INFORMATION GIVEN:
● ● ●

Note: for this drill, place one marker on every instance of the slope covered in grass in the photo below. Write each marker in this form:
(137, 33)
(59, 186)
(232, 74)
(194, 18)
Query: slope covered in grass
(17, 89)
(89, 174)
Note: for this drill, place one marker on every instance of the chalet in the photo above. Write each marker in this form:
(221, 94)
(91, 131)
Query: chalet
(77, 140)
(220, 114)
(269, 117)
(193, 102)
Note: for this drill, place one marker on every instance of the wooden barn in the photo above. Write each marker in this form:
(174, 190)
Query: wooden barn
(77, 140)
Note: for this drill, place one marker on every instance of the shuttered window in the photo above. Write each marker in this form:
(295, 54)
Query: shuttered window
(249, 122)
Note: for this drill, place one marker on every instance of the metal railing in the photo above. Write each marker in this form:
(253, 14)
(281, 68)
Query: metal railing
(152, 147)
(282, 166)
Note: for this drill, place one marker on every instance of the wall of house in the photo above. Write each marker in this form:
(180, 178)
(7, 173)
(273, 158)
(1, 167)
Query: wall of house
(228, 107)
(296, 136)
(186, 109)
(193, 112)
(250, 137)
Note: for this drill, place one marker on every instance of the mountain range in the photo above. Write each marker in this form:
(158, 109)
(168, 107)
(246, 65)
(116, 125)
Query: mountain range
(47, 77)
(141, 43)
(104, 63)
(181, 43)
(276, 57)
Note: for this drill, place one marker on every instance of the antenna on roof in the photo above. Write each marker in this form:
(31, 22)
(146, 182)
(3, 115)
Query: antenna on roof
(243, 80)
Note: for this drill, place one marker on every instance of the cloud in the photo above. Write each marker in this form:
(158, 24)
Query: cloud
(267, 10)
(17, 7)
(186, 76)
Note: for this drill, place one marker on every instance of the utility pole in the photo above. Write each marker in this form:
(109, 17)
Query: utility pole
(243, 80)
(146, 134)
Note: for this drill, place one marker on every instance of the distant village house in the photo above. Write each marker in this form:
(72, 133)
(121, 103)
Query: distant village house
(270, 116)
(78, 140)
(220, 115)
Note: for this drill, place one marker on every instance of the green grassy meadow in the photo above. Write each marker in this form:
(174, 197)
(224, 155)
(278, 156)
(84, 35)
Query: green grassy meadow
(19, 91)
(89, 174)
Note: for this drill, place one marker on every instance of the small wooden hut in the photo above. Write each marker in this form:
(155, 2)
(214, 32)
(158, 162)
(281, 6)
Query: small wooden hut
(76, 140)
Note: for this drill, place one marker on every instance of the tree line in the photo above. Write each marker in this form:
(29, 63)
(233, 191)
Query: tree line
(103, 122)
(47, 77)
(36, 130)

● ● ●

Return every item above, reproducing each of its lines without any change.

TASK OUTPUT:
Note: for this drill, place one marker on every instance of the slope covered in grass in the photo below. Write each marker in this form:
(137, 33)
(59, 186)
(232, 74)
(194, 18)
Query: slope covered in grass
(17, 89)
(89, 174)
Note: for this drill, place one marker on every instance of the chalet in the photo above. Write each marker in this form:
(221, 94)
(91, 131)
Query: chalet
(77, 140)
(220, 114)
(269, 117)
(193, 102)
Note: for this drill, place one marker on every instance of the wooden barn in the photo above. Write each marker in this form:
(174, 190)
Query: wooden barn
(77, 140)
Note: for this drill, place one marker on every instance of the shuttered window in the photo above. Write each marker in this form:
(295, 54)
Query: shuttered window
(249, 122)
Note: for this drill, place one marker on every instance of the metal railing in the photo above. Write each marker in this form:
(253, 14)
(281, 68)
Query: metal railing
(152, 147)
(282, 166)
Note: for this drill, place one marker on every instance of the wall of house in the photo above. Write each marker in this form:
(180, 178)
(7, 173)
(273, 158)
(1, 167)
Query: wall of house
(228, 107)
(296, 136)
(186, 109)
(193, 112)
(250, 137)
Note: for this drill, place one marker on every instance of the mountain range in the photo above. Write each marker in this form:
(158, 109)
(168, 107)
(246, 65)
(116, 125)
Query: mountain range
(47, 77)
(141, 43)
(104, 63)
(181, 43)
(276, 57)
Note: for this drill, place one marker on every instance of the antenna on roof in the photo above. Write each marker in this form:
(31, 22)
(146, 182)
(3, 115)
Query: antenna on roof
(243, 80)
Note: for this drill, place one marker on every instance of the cloud in the photo above. Write each marker in this form:
(158, 24)
Query: cloud
(267, 10)
(17, 7)
(186, 76)
Note: for this drill, place one marker on every instance of the utility pole in the photo above. Write each marker in this form:
(109, 17)
Query: utility pole
(243, 80)
(146, 134)
Note: for this drill, place one marker on every instance of the distant village house in the photo above. Write each marker in this form:
(72, 133)
(121, 103)
Query: distant village house
(270, 116)
(78, 140)
(220, 115)
Note: for this drill, place one marker on every instance of the green grassy meadow in the photo above. Write each marker in this form:
(174, 197)
(224, 155)
(278, 156)
(84, 35)
Query: green grassy meadow
(19, 91)
(89, 174)
Note: for this drill, place one marker on every instance of the small wooden hut in the photo above. Write each marker in this form:
(155, 2)
(214, 32)
(158, 162)
(281, 6)
Query: small wooden hut
(76, 140)
Note: for this drill, place one marker on every instance of the tree line in the photo above. Write each marker in this form:
(29, 63)
(233, 191)
Query: tree line
(103, 122)
(47, 77)
(36, 130)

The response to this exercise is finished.